_WHAT THE TASK ASKS_
Gather every line in the entries below that contains the word "window", and copy each of those lines without changes.
# Start of SUPPLIED MATERIAL
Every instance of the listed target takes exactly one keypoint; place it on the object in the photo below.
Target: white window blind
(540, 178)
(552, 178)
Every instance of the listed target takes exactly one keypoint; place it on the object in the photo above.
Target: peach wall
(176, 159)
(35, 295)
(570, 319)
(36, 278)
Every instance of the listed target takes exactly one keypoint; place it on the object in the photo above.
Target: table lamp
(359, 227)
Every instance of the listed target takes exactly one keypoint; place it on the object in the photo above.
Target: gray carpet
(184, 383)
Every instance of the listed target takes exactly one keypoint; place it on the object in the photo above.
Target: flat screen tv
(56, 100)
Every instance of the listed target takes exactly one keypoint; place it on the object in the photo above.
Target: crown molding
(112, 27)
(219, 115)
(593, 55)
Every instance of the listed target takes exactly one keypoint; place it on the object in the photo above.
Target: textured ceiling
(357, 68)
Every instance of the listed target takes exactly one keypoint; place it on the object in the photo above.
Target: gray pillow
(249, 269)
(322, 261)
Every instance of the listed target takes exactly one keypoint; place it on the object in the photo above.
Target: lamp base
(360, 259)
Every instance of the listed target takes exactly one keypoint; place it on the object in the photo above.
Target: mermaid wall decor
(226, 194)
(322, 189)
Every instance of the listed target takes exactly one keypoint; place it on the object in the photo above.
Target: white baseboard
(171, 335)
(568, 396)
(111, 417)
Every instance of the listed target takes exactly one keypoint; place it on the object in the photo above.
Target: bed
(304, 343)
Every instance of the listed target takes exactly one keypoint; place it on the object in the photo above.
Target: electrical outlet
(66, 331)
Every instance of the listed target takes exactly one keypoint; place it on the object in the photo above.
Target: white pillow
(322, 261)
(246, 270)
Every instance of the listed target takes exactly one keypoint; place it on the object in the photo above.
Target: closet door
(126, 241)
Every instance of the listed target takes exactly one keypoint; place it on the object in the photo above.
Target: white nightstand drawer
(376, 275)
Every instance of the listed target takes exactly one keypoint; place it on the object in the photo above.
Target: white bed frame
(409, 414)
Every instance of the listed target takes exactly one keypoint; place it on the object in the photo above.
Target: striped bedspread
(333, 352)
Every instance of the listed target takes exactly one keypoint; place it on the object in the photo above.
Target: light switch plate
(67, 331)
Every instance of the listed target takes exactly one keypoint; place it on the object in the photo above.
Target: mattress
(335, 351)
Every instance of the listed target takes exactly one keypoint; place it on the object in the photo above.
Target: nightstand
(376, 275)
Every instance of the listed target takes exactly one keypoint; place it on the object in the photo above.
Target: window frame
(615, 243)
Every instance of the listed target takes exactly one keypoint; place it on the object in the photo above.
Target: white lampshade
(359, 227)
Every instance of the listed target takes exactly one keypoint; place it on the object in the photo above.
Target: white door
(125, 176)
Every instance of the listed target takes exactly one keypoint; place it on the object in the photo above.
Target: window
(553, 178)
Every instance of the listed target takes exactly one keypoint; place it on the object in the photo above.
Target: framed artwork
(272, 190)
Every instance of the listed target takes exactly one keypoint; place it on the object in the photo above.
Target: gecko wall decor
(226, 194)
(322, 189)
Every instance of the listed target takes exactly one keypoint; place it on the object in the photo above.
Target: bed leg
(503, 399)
# End of SUPPLIED MATERIAL
_SOLUTION TO THIS TASK_
Target: white window blind
Target: window frame
Target: window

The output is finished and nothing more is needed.